Written problem A =
Answer these questions about the candy-counting text:
(i) According to Q1, how many ways are there in general to hand out the candies to three children?
(ii) If child C must get nothing, how many possibilities are there for the first candy?
(iii) How many possibilities are there where children A and C get everything?

Text block =
══════════

Q2 In how many ways can you pass out candy if each child must receive at least one piece?
From Q1 It was shown that there are 3^9 different ways to hand out the candies to three children in general, this is the list of functions from that maps candies to children.
Now we must count how many of those functions are onto, where every child gets at least one candy. This can be viewed as the entire set of possible functions minus the complement of the set where each child gets at least one, which is at least one child gets nothing.
How many possibly functions are there where at least one child gets nothing? In order for that to happen, all the candies must go to the same two children. Similar to what was done in Q1.
There are two possibilities for the first candy (A or B), it must not go to child C.
2
There are two possibilities for the second candy (A or B), for each of the possibilities for the first candy. It also cannot go to child C.
2∙2
There are two possibilities for the third candy (A or B), for each combination of the first and second. Again, it cannot go to child C.
2∙2∙2
Follow the logical pattern, and you will get
2∙2∙2∙2∙2∙2∙2∙2∙2 = 2^9
There are 2^9 possibilities where children A and B get everything.
There are 2^9 possibilities where children A and C get everything.
There are 2^9 possibilities where children B and C get everything.

══════════

Records supplied =
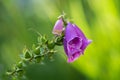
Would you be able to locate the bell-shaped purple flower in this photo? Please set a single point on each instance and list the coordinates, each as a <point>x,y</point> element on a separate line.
<point>58,28</point>
<point>75,42</point>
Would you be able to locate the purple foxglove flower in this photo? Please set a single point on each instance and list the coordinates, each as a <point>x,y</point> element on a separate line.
<point>75,42</point>
<point>58,28</point>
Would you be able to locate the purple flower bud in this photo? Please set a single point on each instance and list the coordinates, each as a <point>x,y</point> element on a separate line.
<point>58,28</point>
<point>75,42</point>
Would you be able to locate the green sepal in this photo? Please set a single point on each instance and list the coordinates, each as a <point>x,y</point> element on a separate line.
<point>51,44</point>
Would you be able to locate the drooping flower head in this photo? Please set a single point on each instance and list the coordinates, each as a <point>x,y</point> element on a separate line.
<point>58,27</point>
<point>75,42</point>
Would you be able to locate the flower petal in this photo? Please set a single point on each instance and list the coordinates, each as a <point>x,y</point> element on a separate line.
<point>58,28</point>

══════════

Written problem B =
Copy out the records line for line, beginning at the line that contains "Would you be able to locate the purple flower" and continuing through the end of the records.

Task output A =
(i) 3^9
(ii) Two (A or B)
(iii) 2^9

Task output B =
Would you be able to locate the purple flower bud in this photo? Please set a single point on each instance and list the coordinates, each as a <point>x,y</point> element on a separate line.
<point>58,28</point>
<point>75,42</point>
Would you be able to locate the green sepal in this photo? Please set a single point on each instance and list the coordinates, each as a <point>x,y</point> element on a separate line.
<point>51,44</point>
Would you be able to locate the drooping flower head in this photo? Please set a single point on each instance and list the coordinates, each as a <point>x,y</point> element on a separate line.
<point>58,27</point>
<point>75,42</point>
Would you be able to locate the flower petal in this photo? Please set a single point on each instance and list the coordinates, each as a <point>x,y</point> element on a separate line.
<point>58,28</point>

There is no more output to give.